**Given task:**
Continue the forum post about finding an entry-level kitchen job in Toronto, picking up after its last sentence.

**Text:**
↓
# Help me, please!!!



## foodie (Jan 18, 2006)

Hi, Chefs!

I would like to say what a great site this is. I really appreciate all the informative threads on this site. 

I graduated from Le Cordon Bleu in Korea and I have recently immigrated in Toronto, Canada. I don't have any experince in the kitchen, yet. 
I would like to start my career in the kitchen. But I have some problems here. 

I am looking for an entry level like prep cook at a good name hotel or fine dining restaurant. I would like to work in the kitchen so I could actually learn some basic technics, cause I think the beginning is very important.
I have checked the Toronto star classifieds, Workopolis, job bank, Hcareers site everyday to find some job openings for me. Unfortunately, I don't really see any at all. 

All they have are either jobs for working at a big franchised fast food restaurant or a job for someone with 2-3 years experience. 
Since I don't really know anybody in this city, what would be a good way to apply for an entry level job at a hotel or fine dinning restaurant in Toronto? 

Should I just visit the hotels/restaurants and ask for the human resources office and introduce myself and ask if they are hiring? 
Or should I just get their phone number and call and find someone in charge for HR, and inquire about an opening?

Anything I can hear from you guys, that will be a great HELP!!
↑
**Available data:**
↓
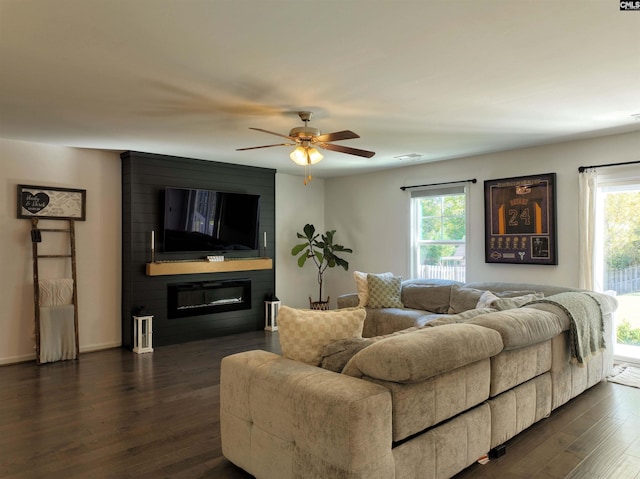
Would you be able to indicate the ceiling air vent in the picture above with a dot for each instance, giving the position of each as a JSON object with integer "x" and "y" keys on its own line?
↑
**In response:**
----------



## cape chef (Jul 31, 2000)

Hi Foodie,

Not sure of the restaurant/hotel guides in Canada, but I would find out what they are, look up the highest rated/regarded ones in the guide and hit the pavement. Meet with human recourse or the chef. It's a tool that can be helpful.
Good luck.


----------



## laprise (Jan 4, 2006)

yes, hit the pavement...

I know that Toronto has lots of great restaurants and hotels, but I also know that there are many cooks looking for those jobs.

Try Fairmont hotel, it's union and hard to get in, but a great learning ground...

If yuo want to move in a Resort town, try BANFF, they are always looking for cooks...

good luck


----------



## foodie (Jan 18, 2006)

Thanks for your nice replies. 
It is great help for me.

I am going to hit the pavement starting this Monday. 
I am nervous and also excited.....I will keep you posted.

Thanx again.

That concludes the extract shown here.